The records below hold a stretch from the line with "[locate] orange dome" through the line with "[locate] hiking boot"; return exactly those lines, ends included, and nothing more.

Photo-based referring expression data:
"""

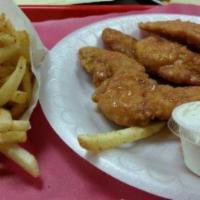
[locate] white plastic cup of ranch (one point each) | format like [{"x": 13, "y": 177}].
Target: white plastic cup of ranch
[{"x": 185, "y": 123}]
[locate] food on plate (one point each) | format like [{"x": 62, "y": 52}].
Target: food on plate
[
  {"x": 102, "y": 63},
  {"x": 22, "y": 157},
  {"x": 16, "y": 83},
  {"x": 103, "y": 141},
  {"x": 128, "y": 96},
  {"x": 118, "y": 41},
  {"x": 125, "y": 93},
  {"x": 170, "y": 60},
  {"x": 185, "y": 31}
]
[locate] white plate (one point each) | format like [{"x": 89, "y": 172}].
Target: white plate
[{"x": 154, "y": 165}]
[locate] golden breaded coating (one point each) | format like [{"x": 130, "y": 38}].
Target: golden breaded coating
[
  {"x": 129, "y": 100},
  {"x": 170, "y": 60},
  {"x": 128, "y": 96},
  {"x": 118, "y": 41},
  {"x": 181, "y": 30},
  {"x": 103, "y": 63}
]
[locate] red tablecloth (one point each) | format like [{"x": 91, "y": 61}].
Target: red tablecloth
[{"x": 64, "y": 175}]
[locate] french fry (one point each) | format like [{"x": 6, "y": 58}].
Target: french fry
[
  {"x": 13, "y": 137},
  {"x": 13, "y": 82},
  {"x": 19, "y": 109},
  {"x": 27, "y": 85},
  {"x": 22, "y": 157},
  {"x": 23, "y": 40},
  {"x": 5, "y": 120},
  {"x": 7, "y": 39},
  {"x": 6, "y": 70},
  {"x": 8, "y": 52},
  {"x": 19, "y": 97},
  {"x": 103, "y": 141}
]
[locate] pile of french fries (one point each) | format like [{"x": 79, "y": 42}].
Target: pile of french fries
[{"x": 16, "y": 83}]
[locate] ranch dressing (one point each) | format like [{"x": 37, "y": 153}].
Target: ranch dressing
[{"x": 185, "y": 123}]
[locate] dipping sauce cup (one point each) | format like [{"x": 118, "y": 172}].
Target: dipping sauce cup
[{"x": 185, "y": 123}]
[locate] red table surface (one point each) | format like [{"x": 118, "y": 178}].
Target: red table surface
[{"x": 64, "y": 175}]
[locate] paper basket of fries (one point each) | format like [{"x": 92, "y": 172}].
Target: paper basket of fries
[{"x": 21, "y": 53}]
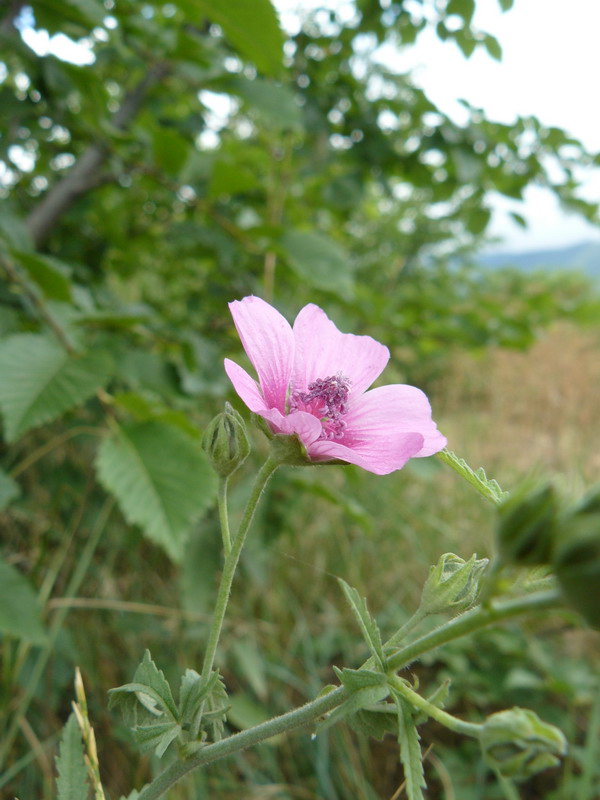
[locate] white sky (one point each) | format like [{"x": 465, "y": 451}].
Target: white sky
[{"x": 550, "y": 68}]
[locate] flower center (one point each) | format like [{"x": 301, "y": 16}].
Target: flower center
[{"x": 326, "y": 399}]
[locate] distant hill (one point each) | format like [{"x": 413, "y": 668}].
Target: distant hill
[{"x": 584, "y": 257}]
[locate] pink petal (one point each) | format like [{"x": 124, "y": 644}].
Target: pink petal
[
  {"x": 380, "y": 454},
  {"x": 305, "y": 425},
  {"x": 391, "y": 410},
  {"x": 269, "y": 343},
  {"x": 322, "y": 351},
  {"x": 245, "y": 386}
]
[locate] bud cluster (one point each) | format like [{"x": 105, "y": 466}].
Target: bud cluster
[
  {"x": 452, "y": 584},
  {"x": 225, "y": 442}
]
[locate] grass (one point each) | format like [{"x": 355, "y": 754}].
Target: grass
[{"x": 515, "y": 413}]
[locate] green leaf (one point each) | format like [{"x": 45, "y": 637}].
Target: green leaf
[
  {"x": 477, "y": 478},
  {"x": 275, "y": 104},
  {"x": 519, "y": 219},
  {"x": 367, "y": 624},
  {"x": 410, "y": 750},
  {"x": 9, "y": 489},
  {"x": 252, "y": 28},
  {"x": 319, "y": 261},
  {"x": 161, "y": 479},
  {"x": 156, "y": 737},
  {"x": 463, "y": 8},
  {"x": 362, "y": 698},
  {"x": 40, "y": 381},
  {"x": 72, "y": 779},
  {"x": 19, "y": 607},
  {"x": 492, "y": 45},
  {"x": 170, "y": 150},
  {"x": 49, "y": 274}
]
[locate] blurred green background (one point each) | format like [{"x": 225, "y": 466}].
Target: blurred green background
[{"x": 201, "y": 156}]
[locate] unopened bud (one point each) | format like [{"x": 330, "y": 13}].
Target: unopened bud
[
  {"x": 577, "y": 558},
  {"x": 452, "y": 584},
  {"x": 527, "y": 526},
  {"x": 517, "y": 744},
  {"x": 225, "y": 441}
]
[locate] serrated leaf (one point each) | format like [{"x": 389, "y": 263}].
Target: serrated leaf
[
  {"x": 72, "y": 779},
  {"x": 367, "y": 624},
  {"x": 318, "y": 260},
  {"x": 49, "y": 274},
  {"x": 253, "y": 28},
  {"x": 410, "y": 750},
  {"x": 9, "y": 490},
  {"x": 161, "y": 478},
  {"x": 19, "y": 607},
  {"x": 40, "y": 381},
  {"x": 477, "y": 478}
]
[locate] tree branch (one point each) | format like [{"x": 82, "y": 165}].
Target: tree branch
[{"x": 84, "y": 174}]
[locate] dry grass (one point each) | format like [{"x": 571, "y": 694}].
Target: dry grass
[{"x": 519, "y": 413}]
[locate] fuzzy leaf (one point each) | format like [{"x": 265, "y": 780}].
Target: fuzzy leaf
[
  {"x": 19, "y": 607},
  {"x": 477, "y": 478},
  {"x": 40, "y": 381},
  {"x": 150, "y": 680},
  {"x": 161, "y": 479},
  {"x": 9, "y": 490},
  {"x": 410, "y": 750},
  {"x": 72, "y": 779},
  {"x": 362, "y": 698},
  {"x": 252, "y": 28},
  {"x": 367, "y": 624}
]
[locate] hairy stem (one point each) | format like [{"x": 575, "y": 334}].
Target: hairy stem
[
  {"x": 469, "y": 622},
  {"x": 447, "y": 720},
  {"x": 224, "y": 516},
  {"x": 231, "y": 562}
]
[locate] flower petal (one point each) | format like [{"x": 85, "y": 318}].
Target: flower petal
[
  {"x": 322, "y": 351},
  {"x": 380, "y": 454},
  {"x": 389, "y": 410},
  {"x": 305, "y": 425},
  {"x": 269, "y": 343},
  {"x": 245, "y": 386}
]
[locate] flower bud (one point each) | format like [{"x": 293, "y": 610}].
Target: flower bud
[
  {"x": 225, "y": 441},
  {"x": 452, "y": 584},
  {"x": 517, "y": 744},
  {"x": 527, "y": 526},
  {"x": 577, "y": 558}
]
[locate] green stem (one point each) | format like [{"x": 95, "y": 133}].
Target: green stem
[
  {"x": 466, "y": 623},
  {"x": 231, "y": 561},
  {"x": 417, "y": 701},
  {"x": 240, "y": 741},
  {"x": 44, "y": 655},
  {"x": 408, "y": 626},
  {"x": 473, "y": 620},
  {"x": 224, "y": 516}
]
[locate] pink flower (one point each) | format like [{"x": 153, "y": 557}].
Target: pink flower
[{"x": 313, "y": 381}]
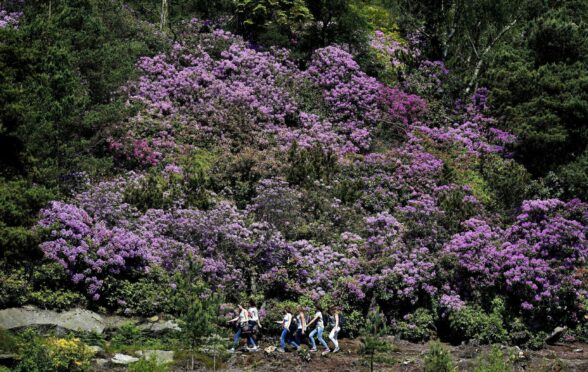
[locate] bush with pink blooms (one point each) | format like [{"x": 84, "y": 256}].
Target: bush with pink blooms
[{"x": 322, "y": 184}]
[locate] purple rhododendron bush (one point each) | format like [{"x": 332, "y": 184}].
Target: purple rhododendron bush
[{"x": 320, "y": 183}]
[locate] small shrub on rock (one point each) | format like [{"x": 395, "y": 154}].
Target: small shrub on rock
[
  {"x": 417, "y": 326},
  {"x": 438, "y": 359}
]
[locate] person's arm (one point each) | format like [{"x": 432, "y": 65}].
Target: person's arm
[{"x": 288, "y": 322}]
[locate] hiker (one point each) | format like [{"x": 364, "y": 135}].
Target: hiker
[
  {"x": 241, "y": 321},
  {"x": 253, "y": 324},
  {"x": 300, "y": 325},
  {"x": 286, "y": 336},
  {"x": 334, "y": 320},
  {"x": 318, "y": 330}
]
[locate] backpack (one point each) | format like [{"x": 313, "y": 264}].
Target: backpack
[
  {"x": 293, "y": 327},
  {"x": 342, "y": 320}
]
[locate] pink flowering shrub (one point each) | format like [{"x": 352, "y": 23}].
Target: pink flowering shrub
[
  {"x": 533, "y": 261},
  {"x": 304, "y": 195}
]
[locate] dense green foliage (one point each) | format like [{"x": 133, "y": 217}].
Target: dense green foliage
[{"x": 87, "y": 87}]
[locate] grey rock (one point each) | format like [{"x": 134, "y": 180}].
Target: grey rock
[
  {"x": 74, "y": 320},
  {"x": 162, "y": 356},
  {"x": 96, "y": 349},
  {"x": 556, "y": 335},
  {"x": 62, "y": 322},
  {"x": 160, "y": 326},
  {"x": 123, "y": 359},
  {"x": 100, "y": 362}
]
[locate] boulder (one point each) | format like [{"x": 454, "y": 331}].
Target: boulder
[
  {"x": 100, "y": 362},
  {"x": 123, "y": 359},
  {"x": 74, "y": 320},
  {"x": 97, "y": 350},
  {"x": 159, "y": 326},
  {"x": 556, "y": 335},
  {"x": 162, "y": 356}
]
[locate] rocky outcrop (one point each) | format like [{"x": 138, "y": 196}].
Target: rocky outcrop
[
  {"x": 75, "y": 320},
  {"x": 123, "y": 359},
  {"x": 162, "y": 356},
  {"x": 78, "y": 320}
]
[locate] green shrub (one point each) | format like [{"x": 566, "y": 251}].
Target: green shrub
[
  {"x": 148, "y": 365},
  {"x": 51, "y": 354},
  {"x": 372, "y": 341},
  {"x": 418, "y": 326},
  {"x": 537, "y": 341},
  {"x": 473, "y": 323},
  {"x": 438, "y": 359},
  {"x": 146, "y": 296},
  {"x": 354, "y": 322},
  {"x": 7, "y": 341},
  {"x": 127, "y": 334},
  {"x": 494, "y": 361},
  {"x": 14, "y": 288},
  {"x": 56, "y": 299}
]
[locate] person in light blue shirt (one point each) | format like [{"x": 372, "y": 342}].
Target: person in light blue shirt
[{"x": 318, "y": 330}]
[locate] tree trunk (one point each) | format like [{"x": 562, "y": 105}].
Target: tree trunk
[
  {"x": 481, "y": 57},
  {"x": 164, "y": 14}
]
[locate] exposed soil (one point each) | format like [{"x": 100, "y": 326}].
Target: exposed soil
[{"x": 408, "y": 357}]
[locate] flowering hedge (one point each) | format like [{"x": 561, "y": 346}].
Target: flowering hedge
[{"x": 408, "y": 224}]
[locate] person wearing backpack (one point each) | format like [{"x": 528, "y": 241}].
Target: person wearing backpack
[
  {"x": 253, "y": 323},
  {"x": 318, "y": 330},
  {"x": 286, "y": 335},
  {"x": 241, "y": 322},
  {"x": 335, "y": 319},
  {"x": 300, "y": 325}
]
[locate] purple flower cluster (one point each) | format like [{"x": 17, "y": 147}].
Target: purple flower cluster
[
  {"x": 212, "y": 88},
  {"x": 535, "y": 260}
]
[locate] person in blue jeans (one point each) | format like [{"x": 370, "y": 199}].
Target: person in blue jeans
[
  {"x": 286, "y": 336},
  {"x": 300, "y": 325},
  {"x": 242, "y": 319},
  {"x": 318, "y": 331}
]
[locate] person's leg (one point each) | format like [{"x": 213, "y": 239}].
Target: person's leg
[
  {"x": 333, "y": 337},
  {"x": 292, "y": 342},
  {"x": 236, "y": 338},
  {"x": 320, "y": 337},
  {"x": 250, "y": 337},
  {"x": 311, "y": 339},
  {"x": 283, "y": 338},
  {"x": 251, "y": 341}
]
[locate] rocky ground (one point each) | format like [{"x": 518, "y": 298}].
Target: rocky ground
[
  {"x": 404, "y": 356},
  {"x": 408, "y": 356}
]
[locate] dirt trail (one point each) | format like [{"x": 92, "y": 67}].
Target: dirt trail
[{"x": 408, "y": 357}]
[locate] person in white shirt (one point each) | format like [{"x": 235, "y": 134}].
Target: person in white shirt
[
  {"x": 318, "y": 330},
  {"x": 301, "y": 325},
  {"x": 253, "y": 322},
  {"x": 334, "y": 319},
  {"x": 240, "y": 320},
  {"x": 286, "y": 336}
]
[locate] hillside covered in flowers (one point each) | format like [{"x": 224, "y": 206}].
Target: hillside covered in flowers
[{"x": 337, "y": 175}]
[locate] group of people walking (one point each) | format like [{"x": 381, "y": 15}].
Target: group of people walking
[{"x": 294, "y": 329}]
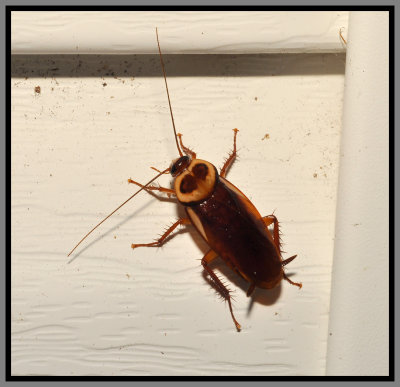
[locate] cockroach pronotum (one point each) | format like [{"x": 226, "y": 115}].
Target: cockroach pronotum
[{"x": 226, "y": 219}]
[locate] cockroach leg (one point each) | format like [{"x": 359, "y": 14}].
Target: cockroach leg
[
  {"x": 185, "y": 149},
  {"x": 210, "y": 256},
  {"x": 157, "y": 170},
  {"x": 231, "y": 157},
  {"x": 272, "y": 219},
  {"x": 299, "y": 284},
  {"x": 168, "y": 191},
  {"x": 161, "y": 240}
]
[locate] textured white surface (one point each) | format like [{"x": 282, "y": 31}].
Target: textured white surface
[
  {"x": 115, "y": 311},
  {"x": 181, "y": 32},
  {"x": 359, "y": 316}
]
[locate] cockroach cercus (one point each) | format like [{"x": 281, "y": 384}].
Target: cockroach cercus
[{"x": 226, "y": 219}]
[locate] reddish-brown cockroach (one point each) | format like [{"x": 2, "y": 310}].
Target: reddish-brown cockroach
[{"x": 226, "y": 219}]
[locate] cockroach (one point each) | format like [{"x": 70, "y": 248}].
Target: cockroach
[{"x": 226, "y": 219}]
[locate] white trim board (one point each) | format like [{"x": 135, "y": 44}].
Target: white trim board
[{"x": 122, "y": 32}]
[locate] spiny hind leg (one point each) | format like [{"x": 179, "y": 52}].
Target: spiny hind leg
[
  {"x": 209, "y": 257},
  {"x": 231, "y": 157},
  {"x": 272, "y": 219},
  {"x": 188, "y": 151},
  {"x": 161, "y": 240},
  {"x": 168, "y": 191}
]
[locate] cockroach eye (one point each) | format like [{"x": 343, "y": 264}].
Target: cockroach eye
[
  {"x": 179, "y": 165},
  {"x": 200, "y": 171}
]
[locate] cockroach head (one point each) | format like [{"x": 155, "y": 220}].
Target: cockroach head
[{"x": 179, "y": 165}]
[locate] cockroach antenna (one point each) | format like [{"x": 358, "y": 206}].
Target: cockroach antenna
[
  {"x": 169, "y": 100},
  {"x": 109, "y": 215}
]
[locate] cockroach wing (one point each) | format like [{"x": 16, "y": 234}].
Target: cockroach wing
[{"x": 234, "y": 229}]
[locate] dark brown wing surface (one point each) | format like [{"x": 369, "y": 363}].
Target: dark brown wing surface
[{"x": 235, "y": 230}]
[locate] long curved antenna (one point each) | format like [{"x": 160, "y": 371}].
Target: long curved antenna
[
  {"x": 126, "y": 201},
  {"x": 169, "y": 100}
]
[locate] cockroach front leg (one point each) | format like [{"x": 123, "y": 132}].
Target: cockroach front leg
[
  {"x": 231, "y": 157},
  {"x": 168, "y": 191},
  {"x": 188, "y": 151},
  {"x": 161, "y": 240},
  {"x": 210, "y": 256},
  {"x": 272, "y": 219}
]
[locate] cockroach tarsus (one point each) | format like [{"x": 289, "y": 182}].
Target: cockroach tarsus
[{"x": 225, "y": 218}]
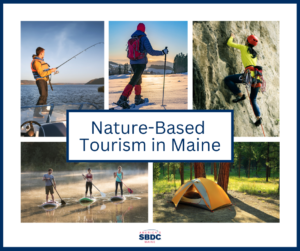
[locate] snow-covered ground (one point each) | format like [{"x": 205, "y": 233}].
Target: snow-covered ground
[
  {"x": 176, "y": 93},
  {"x": 158, "y": 71}
]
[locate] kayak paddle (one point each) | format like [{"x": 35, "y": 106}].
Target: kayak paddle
[
  {"x": 62, "y": 201},
  {"x": 102, "y": 194}
]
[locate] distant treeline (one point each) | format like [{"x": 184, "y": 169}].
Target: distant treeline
[
  {"x": 39, "y": 156},
  {"x": 251, "y": 159},
  {"x": 180, "y": 63}
]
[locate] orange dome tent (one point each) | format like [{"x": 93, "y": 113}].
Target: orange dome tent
[{"x": 203, "y": 193}]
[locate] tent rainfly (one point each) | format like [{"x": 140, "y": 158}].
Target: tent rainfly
[{"x": 203, "y": 193}]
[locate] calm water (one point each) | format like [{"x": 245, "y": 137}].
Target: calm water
[
  {"x": 71, "y": 188},
  {"x": 63, "y": 94}
]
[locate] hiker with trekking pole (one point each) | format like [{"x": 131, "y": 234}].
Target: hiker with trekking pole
[
  {"x": 41, "y": 72},
  {"x": 138, "y": 48},
  {"x": 252, "y": 76}
]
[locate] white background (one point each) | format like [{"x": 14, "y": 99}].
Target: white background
[
  {"x": 173, "y": 234},
  {"x": 80, "y": 127}
]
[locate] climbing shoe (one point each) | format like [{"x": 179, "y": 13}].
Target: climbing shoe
[
  {"x": 258, "y": 122},
  {"x": 138, "y": 100},
  {"x": 238, "y": 99},
  {"x": 122, "y": 102}
]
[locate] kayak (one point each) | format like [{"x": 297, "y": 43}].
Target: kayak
[
  {"x": 87, "y": 199},
  {"x": 50, "y": 204},
  {"x": 117, "y": 198}
]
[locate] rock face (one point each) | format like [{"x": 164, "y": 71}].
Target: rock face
[{"x": 213, "y": 60}]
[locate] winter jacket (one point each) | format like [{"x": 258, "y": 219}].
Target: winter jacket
[{"x": 144, "y": 46}]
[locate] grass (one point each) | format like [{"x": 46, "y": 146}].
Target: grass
[{"x": 253, "y": 185}]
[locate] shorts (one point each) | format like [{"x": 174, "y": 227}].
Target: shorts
[{"x": 49, "y": 189}]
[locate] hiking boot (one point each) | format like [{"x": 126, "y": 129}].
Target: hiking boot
[
  {"x": 138, "y": 100},
  {"x": 238, "y": 99},
  {"x": 122, "y": 102},
  {"x": 258, "y": 122}
]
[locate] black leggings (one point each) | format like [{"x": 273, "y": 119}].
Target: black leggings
[
  {"x": 138, "y": 70},
  {"x": 87, "y": 186},
  {"x": 121, "y": 186}
]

"""

▶ [SOLUTION FOR THIS PROBLEM]:
[locate] orange dome tent (one point each) | format like [{"x": 93, "y": 113}].
Target: orange dome tent
[{"x": 203, "y": 193}]
[locate] tent rainfly (one point each) | format like [{"x": 140, "y": 158}].
Target: tent rainfly
[{"x": 203, "y": 193}]
[locate] calm water (one point each) | format like [{"x": 245, "y": 137}].
Target: calm water
[
  {"x": 71, "y": 188},
  {"x": 63, "y": 94}
]
[locate] hiker with trekking pole (one point each) | format like [{"x": 131, "y": 234}].
Target: hiker with trekking pole
[
  {"x": 41, "y": 72},
  {"x": 138, "y": 48},
  {"x": 252, "y": 76}
]
[locate] white background (one point each) | format like [{"x": 14, "y": 99}].
Target: white background
[
  {"x": 173, "y": 234},
  {"x": 80, "y": 127}
]
[locate] climbing shoe (one point each) | format like [{"x": 179, "y": 13}].
Target: climbing shoe
[
  {"x": 258, "y": 122},
  {"x": 138, "y": 100},
  {"x": 238, "y": 99},
  {"x": 122, "y": 102}
]
[locate] kayak (one point each) | format like [{"x": 297, "y": 43}].
Target: kayak
[
  {"x": 87, "y": 199},
  {"x": 50, "y": 204},
  {"x": 117, "y": 198}
]
[locate] rock face (one point each) | format like [{"x": 164, "y": 71}].
Target: rock face
[{"x": 213, "y": 60}]
[locate] winter jacket (one point each) | format like [{"x": 258, "y": 219}].
Target: winter jacket
[{"x": 144, "y": 46}]
[locate] grass (one point each) | format like [{"x": 46, "y": 146}].
Target: grass
[{"x": 253, "y": 185}]
[locate] shorts (one point each) | format like [{"x": 174, "y": 227}].
Target: shorts
[{"x": 49, "y": 189}]
[locate] hiking boot (one point each) | format like [{"x": 126, "y": 129}].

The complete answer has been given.